* BEGIN Exercise material *

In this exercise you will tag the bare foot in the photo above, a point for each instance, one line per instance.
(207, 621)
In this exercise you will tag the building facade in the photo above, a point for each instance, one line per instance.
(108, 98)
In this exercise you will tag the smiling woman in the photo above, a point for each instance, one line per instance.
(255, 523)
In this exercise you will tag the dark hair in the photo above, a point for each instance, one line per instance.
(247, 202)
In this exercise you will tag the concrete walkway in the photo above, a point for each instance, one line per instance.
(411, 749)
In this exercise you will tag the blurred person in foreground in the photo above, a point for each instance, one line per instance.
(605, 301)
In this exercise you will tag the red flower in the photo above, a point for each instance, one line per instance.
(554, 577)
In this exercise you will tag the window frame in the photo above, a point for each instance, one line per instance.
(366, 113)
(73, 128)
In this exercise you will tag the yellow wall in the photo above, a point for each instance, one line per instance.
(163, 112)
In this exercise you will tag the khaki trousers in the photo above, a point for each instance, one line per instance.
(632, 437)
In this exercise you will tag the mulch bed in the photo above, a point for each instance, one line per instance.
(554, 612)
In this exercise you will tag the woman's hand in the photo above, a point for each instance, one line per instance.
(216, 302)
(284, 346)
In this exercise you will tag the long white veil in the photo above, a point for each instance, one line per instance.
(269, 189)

* END Exercise material *

Reproduce all of the material above word for word, keeping every line in its original order.

In this exercise you will tag the bare foot in the photo above, a point for each instance, one line per instance.
(207, 621)
In this exercise you will tag the building facade in the photo above, a point for each instance, one line per instance.
(108, 98)
In this exercise you will tag the smiling woman in the photo above, a point for each instance, one line per instance.
(255, 523)
In this exercise you will tag the dark hair in the photo above, a point for each instance, one line per instance.
(247, 202)
In this exercise you will tag the concrete walkway in the photo above, a point for each instance, one line per instance.
(411, 749)
In this exercise you will tag the blurred person in foreground in the photo above, a point for each instance, one line per instance.
(605, 301)
In this exercise you will tag the red flower in the photo above, a point for each instance, one line per instance.
(554, 577)
In this exercise you will tag the window frame in the photo above, a point for each instance, one line per instance.
(366, 113)
(73, 128)
In this exercise you will tag the yellow wall in the photo above, a point for each instance, one line per instance.
(163, 112)
In this exercise you will tag the khaki trousers in the photo above, a point for each instance, one line per instance.
(632, 437)
In this exercise you will tag the mulch bed in the photo above, a point for each instance, one line per instance.
(554, 612)
In this exercise you will tag the woman's hand in the photo above, a point for each instance, one line per instance.
(216, 302)
(284, 346)
In this exercise you will tag the long white veil in the photo above, a point for each instance, one line per instance.
(269, 189)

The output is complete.